Written request:
Reproduce the records word for word, starting at the line that contains "Description of what to find: dark stone wall" and continuing to the end of the records.

Excerpt from a dataset:
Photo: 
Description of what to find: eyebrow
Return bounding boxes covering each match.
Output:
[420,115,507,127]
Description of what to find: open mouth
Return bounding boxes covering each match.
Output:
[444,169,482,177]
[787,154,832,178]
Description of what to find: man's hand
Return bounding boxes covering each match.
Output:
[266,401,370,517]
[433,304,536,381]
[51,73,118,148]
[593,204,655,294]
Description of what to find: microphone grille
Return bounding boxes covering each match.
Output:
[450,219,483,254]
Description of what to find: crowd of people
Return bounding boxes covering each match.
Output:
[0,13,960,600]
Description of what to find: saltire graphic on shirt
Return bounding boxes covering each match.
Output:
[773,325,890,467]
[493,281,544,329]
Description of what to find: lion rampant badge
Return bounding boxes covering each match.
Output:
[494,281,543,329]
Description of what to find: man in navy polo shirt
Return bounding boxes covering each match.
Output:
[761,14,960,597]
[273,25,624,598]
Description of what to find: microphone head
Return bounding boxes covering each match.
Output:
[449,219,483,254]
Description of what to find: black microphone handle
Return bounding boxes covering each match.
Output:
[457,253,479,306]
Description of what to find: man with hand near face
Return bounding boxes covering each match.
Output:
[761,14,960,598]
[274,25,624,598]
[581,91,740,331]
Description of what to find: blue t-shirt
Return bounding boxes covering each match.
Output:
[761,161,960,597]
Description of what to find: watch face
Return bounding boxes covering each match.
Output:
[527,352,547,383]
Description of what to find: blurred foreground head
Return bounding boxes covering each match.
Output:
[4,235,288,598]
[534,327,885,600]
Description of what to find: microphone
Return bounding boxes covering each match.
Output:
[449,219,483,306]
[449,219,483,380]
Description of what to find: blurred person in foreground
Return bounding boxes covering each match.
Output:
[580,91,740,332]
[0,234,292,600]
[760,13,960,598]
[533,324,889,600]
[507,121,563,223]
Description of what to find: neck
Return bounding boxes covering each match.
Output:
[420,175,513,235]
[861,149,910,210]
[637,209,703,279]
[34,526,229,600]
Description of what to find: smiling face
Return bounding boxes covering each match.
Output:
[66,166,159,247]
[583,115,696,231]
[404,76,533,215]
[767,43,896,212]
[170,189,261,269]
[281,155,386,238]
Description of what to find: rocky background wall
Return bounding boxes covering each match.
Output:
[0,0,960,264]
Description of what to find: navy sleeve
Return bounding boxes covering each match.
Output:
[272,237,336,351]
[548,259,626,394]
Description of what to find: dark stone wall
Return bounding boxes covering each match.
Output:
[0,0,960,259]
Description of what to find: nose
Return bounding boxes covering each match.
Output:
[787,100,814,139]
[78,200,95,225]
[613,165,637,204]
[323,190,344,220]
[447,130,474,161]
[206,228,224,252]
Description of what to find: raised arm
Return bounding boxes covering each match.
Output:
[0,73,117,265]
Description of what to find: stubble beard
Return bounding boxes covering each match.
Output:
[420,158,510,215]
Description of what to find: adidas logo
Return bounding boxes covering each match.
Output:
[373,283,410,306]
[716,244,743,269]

Response to the task:
Description of what to find: dark stone wall
Return bounding boxes covering each match.
Output:
[0,0,960,259]
Description of what to find: nose
Return bounding boxes covering each match.
Output:
[787,100,814,139]
[78,200,95,225]
[613,165,637,204]
[323,190,344,220]
[447,130,474,161]
[206,228,224,252]
Description of what to find: raised arm
Return bounding boxes covering each match.
Output:
[0,73,117,265]
Description of what to find: stubble beard
Return bounding boxes covering each match.
Output:
[420,158,510,215]
Description of what to find: adidas logo
Return bounding boxes covering each match.
Output:
[373,283,410,306]
[716,244,743,269]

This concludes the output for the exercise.